任务要求
请把下面的全部条目逐字照抄下来，答案里不要放图片。

输入内容
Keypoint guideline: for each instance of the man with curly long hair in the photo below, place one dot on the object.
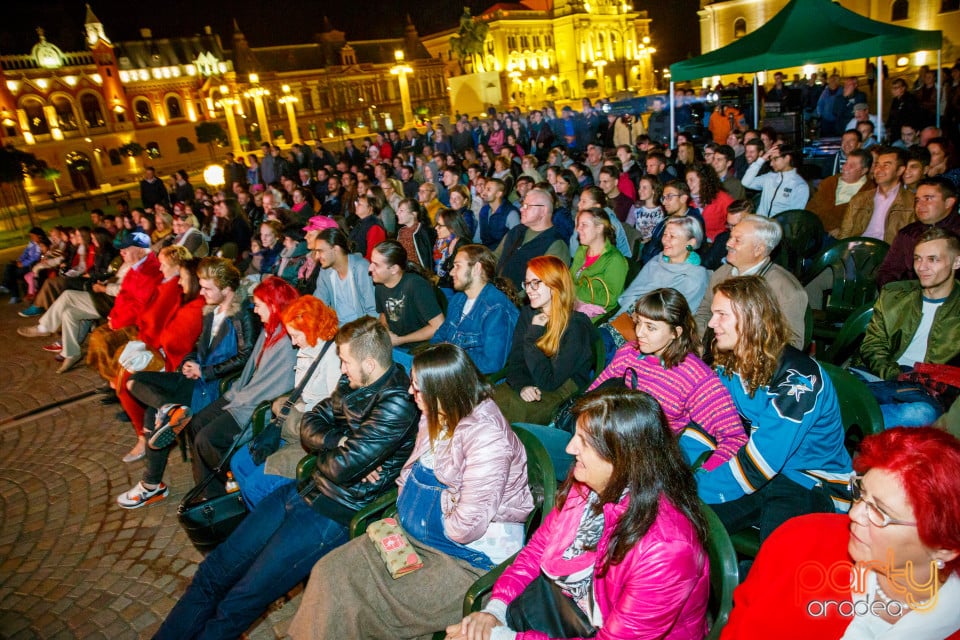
(794, 461)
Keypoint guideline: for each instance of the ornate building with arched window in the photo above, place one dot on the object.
(79, 111)
(539, 50)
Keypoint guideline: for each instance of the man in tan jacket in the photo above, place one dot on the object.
(834, 194)
(882, 212)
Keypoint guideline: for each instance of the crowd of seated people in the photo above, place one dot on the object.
(350, 275)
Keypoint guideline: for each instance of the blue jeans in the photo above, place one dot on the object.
(272, 550)
(908, 414)
(255, 483)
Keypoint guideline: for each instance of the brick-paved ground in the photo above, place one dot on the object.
(72, 563)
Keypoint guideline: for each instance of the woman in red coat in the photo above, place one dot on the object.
(171, 344)
(889, 569)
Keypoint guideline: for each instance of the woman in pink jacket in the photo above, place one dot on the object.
(462, 505)
(621, 556)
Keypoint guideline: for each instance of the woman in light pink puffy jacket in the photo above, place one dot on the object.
(462, 504)
(621, 556)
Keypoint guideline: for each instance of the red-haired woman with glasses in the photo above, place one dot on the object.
(888, 569)
(551, 357)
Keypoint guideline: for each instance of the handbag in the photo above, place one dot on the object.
(544, 607)
(394, 548)
(208, 522)
(267, 441)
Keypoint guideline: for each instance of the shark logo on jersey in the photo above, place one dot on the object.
(798, 384)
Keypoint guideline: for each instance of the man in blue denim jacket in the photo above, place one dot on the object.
(482, 314)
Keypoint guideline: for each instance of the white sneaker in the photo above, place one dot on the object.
(140, 496)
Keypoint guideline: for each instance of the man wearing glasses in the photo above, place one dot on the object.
(534, 236)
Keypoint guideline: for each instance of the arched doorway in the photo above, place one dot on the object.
(81, 171)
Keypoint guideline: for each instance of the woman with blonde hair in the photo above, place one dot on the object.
(551, 357)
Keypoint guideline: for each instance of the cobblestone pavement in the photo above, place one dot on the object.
(72, 563)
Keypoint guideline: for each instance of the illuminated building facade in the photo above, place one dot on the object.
(540, 50)
(99, 115)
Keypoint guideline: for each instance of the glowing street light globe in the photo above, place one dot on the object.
(213, 175)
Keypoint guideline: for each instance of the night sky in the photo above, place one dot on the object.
(292, 21)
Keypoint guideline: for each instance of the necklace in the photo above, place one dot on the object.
(882, 595)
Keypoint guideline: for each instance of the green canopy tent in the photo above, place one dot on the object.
(810, 32)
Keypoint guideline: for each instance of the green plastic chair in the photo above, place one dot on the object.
(802, 239)
(849, 338)
(724, 573)
(854, 263)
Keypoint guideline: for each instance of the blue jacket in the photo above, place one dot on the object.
(358, 275)
(493, 226)
(486, 332)
(795, 429)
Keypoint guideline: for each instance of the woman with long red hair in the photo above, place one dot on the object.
(267, 374)
(311, 326)
(551, 356)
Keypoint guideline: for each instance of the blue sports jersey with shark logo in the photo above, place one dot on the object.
(795, 429)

最终答案
Keypoint guideline: for each instance of the man with curly long hair in the photo below, place one dot on the object.
(794, 461)
Keypoint guideline: for each instance of the ornate building with arched window in the photo above, place one dot on the object.
(79, 111)
(539, 50)
Keypoint guideline: for each instance of the man in tan jacket in the photo above, place one dot on the object.
(834, 194)
(882, 212)
Keypoint guideline: for each instance of the crowd of seated people in the photo above, place one dot on the object.
(350, 275)
Keypoint guideline: for each instance of the blue jeans in the photo above, place one dot on the object.
(272, 550)
(908, 414)
(255, 483)
Keypoint guideline: for each instance of the brick-paved ground in the photo above, place one dot on the object.
(72, 563)
Keypoint guideline: for each instance of the woman in red coat in the photo above, place one dot on the object.
(171, 344)
(889, 569)
Keypoint guideline: for each instance of the woman in pink jacket in the photo above, place one dot on the object.
(462, 505)
(621, 556)
Keypoint guideline: for each instance of the woman in light pink puffy jacket in the photo above, place one dot on the object.
(462, 504)
(621, 556)
Keypoint guideline: for each instance of the red-haired woman with glasses in the photo above, place one dot on the object.
(888, 569)
(551, 357)
Keypoint guideline: for each instance of the handbag in the photo above, place one dot on the object.
(544, 607)
(394, 548)
(208, 522)
(267, 441)
Keypoint guideline: for each instance of the shark logo on jersey in the photo above, place one dot on the object.
(798, 384)
Keypoint guideline: for each instance of the man in blue denim jacket in the photo above, place one dot on the object.
(482, 314)
Keypoint guideline: for each instance of the white sneaker in the photo above, place one dot on the object.
(140, 496)
Keypoint guideline: for each instance of the man wearing glasses in the photo above, place one dot on the object.
(534, 236)
Keypoint guideline: for each instance of the arched doorway in the photo above, place one dot on the object.
(81, 171)
Keypoint guideline: for each instance of the woman with blonde hair in the photo above, place one dot on the object.
(551, 357)
Keypoint guideline: for each instance of the cobblestone pavement in the photo above, place one dot on the object.
(72, 563)
Keypoint guideline: for each instance of the illuminated building facade in the photo above, place one dot on the object.
(540, 50)
(99, 115)
Keypoint guideline: for each instance of the glowing street light globe in the photo above, place one dot on the object.
(213, 175)
Keypoint guideline: for each instance of the night sky in the photo above, place one dot on the object.
(292, 21)
Keypoint guideline: for each instance of the necklace in the photo above, place one dot on the object.
(882, 595)
Keypoint guideline: for each instance of the green canopy tent in the photo above, place one dot on the object.
(810, 32)
Keypoint guideline: for each instance of the green plastic chair in the photo above, place one dot on the object.
(802, 239)
(849, 338)
(724, 573)
(854, 263)
Keypoint guideline: for each instance of the blue jacket in the photo above, place one dot on the object.
(358, 275)
(493, 226)
(486, 332)
(795, 429)
Keypoint guideline: for each instance of the woman with long red hair in the photo above, place one dot on the object.
(267, 374)
(311, 326)
(551, 356)
Keypoint guideline: for each instance of the blue sports jersey with shark logo in the photo above, place one dot on the object.
(795, 429)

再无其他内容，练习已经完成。